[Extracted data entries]

* * * *

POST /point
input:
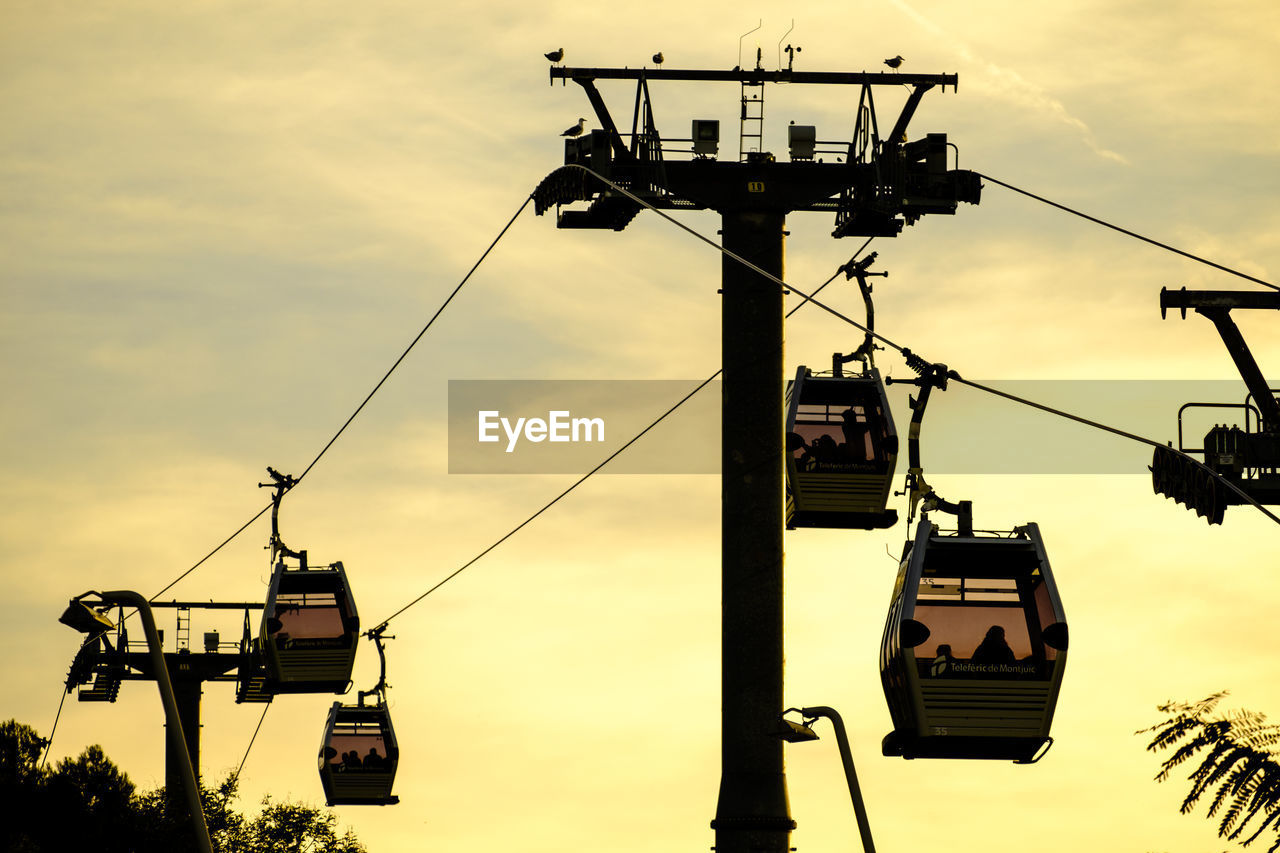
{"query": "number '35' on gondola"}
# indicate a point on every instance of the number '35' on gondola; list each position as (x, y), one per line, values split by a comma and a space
(841, 451)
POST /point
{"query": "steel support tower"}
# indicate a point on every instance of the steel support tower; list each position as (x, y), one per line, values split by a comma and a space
(873, 186)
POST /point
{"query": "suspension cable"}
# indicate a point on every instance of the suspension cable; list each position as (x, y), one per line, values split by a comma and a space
(613, 455)
(368, 397)
(1129, 233)
(912, 356)
(254, 738)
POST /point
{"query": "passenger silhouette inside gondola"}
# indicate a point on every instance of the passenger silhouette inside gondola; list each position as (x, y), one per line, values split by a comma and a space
(944, 660)
(993, 648)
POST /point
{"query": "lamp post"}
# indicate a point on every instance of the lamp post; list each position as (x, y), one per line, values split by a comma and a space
(82, 617)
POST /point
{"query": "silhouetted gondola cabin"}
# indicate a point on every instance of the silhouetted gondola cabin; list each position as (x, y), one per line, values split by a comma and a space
(974, 647)
(359, 756)
(310, 628)
(841, 450)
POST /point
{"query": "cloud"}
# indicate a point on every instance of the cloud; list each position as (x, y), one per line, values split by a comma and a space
(1009, 85)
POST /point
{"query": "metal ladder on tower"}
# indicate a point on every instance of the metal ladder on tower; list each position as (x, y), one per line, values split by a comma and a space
(183, 629)
(752, 128)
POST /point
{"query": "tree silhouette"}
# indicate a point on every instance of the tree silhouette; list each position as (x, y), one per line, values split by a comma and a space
(1238, 769)
(87, 803)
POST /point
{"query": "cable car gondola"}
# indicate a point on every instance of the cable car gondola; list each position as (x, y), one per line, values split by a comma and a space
(359, 753)
(841, 451)
(310, 625)
(974, 647)
(310, 628)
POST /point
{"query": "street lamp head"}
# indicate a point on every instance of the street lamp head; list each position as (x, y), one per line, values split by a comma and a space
(794, 731)
(85, 619)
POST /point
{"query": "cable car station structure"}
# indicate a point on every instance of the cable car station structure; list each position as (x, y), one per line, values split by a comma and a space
(1247, 459)
(877, 186)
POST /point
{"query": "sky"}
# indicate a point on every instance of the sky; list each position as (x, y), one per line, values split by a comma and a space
(220, 223)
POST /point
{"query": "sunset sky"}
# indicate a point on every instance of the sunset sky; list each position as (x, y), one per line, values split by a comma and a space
(223, 222)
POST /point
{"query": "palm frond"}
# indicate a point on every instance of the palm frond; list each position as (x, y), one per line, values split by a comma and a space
(1234, 767)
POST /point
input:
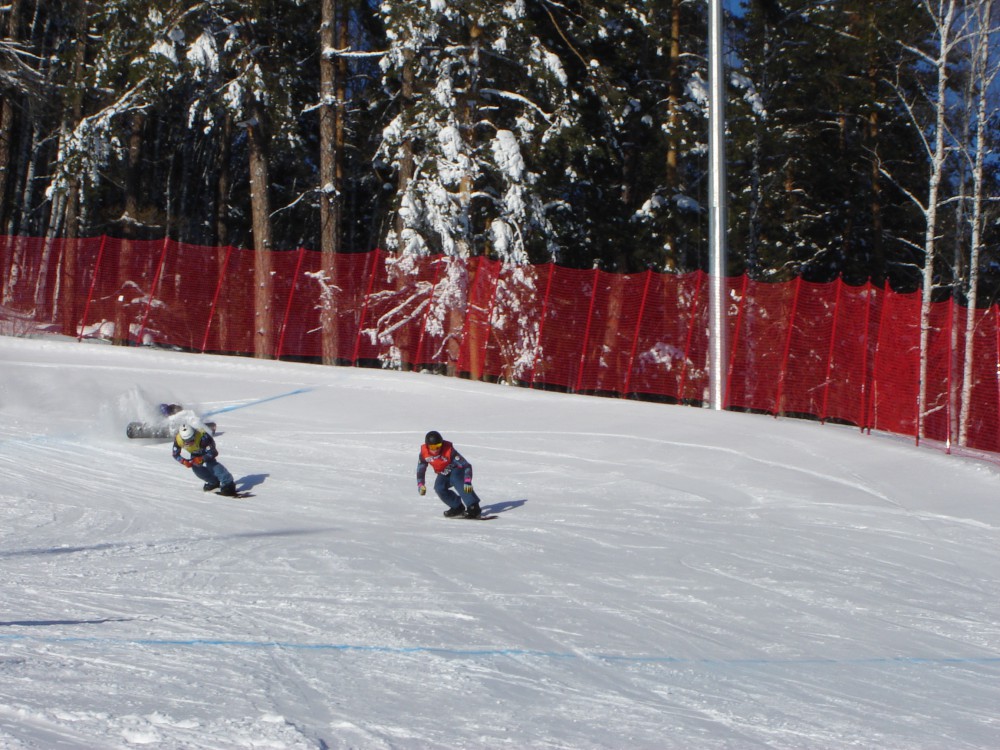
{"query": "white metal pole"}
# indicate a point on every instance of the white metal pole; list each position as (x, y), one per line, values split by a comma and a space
(717, 210)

* * * *

▶ **Given request**: List each line of the data above that contains the string "number", copying every such line in full.

▶ **Correct answer**:
{"query": "number '35' on gondola"}
# indicate a point on every instance of the number '35' on gondola; list each position as (x, y), one per line, values split by a comma and a space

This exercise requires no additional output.